Device makers in turn call the argument "baseless" and have called for the tax's abolition, fearing it will curb innovation, short-circuit job growth and fall heavily on small businesses.

In an open letter to the Internal Revenue Service, three hospital groups and the country's main GPO lobby said the 2.3 percent excise tax on sales for device companies was set up as a way to ensure device companies paid their fair share for the costs of reform. The hospitals said they agreed to help with $155 billion in contributions over the next 10 years, largely through reductions in Medicare.

But the groups, which represent just about all American hospitals, fear medical device companies will treat the tax as a "windfall" with a "double-dip" -- that is, they could deduct the tax from their income for federal corporate taxes, while at the same time passing through the tax to their customers with higher prices.

"This 'double-dip' could place device companies in a better financial position than they were prior to health reform, while transferring their financial commitment onto other health care stakeholders," the groups wrote. Signatories to the letter include the Federation of American Hospitals, the American Hospital Association, the Catholic Health Association of the United States and the Health Industry Group Purchasing Association.

### TASK STATEMENT
Reproduce the stretch of the medical device tax passage from "In an open letter" through "with higher prices.", changing "Internal Revenue Service" to "Treasury Department". The data that come next were drawn from a separate source.

### DATA SHOWN
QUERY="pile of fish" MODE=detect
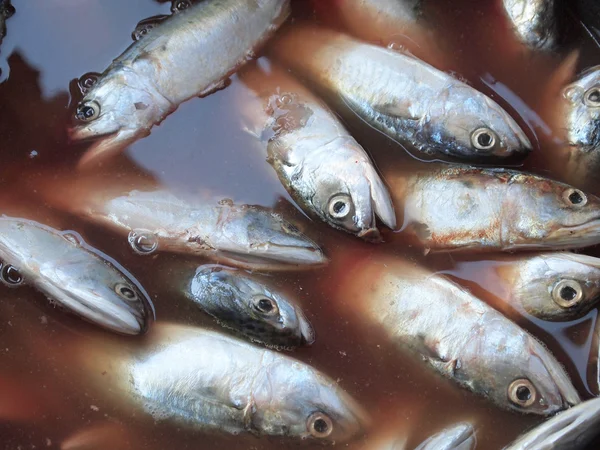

### FINISHED TASK
In an open letter to the Treasury Department, three hospital groups and the country's main GPO lobby said the 2.3 percent excise tax on sales for device companies was set up as a way to ensure device companies paid their fair share for the costs of reform. The hospitals said they agreed to help with $155 billion in contributions over the next 10 years, largely through reductions in Medicare.

But the groups, which represent just about all American hospitals, fear medical device companies will treat the tax as a "windfall" with a "double-dip" -- that is, they could deduct the tax from their income for federal corporate taxes, while at the same time passing through the tax to their customers with higher prices.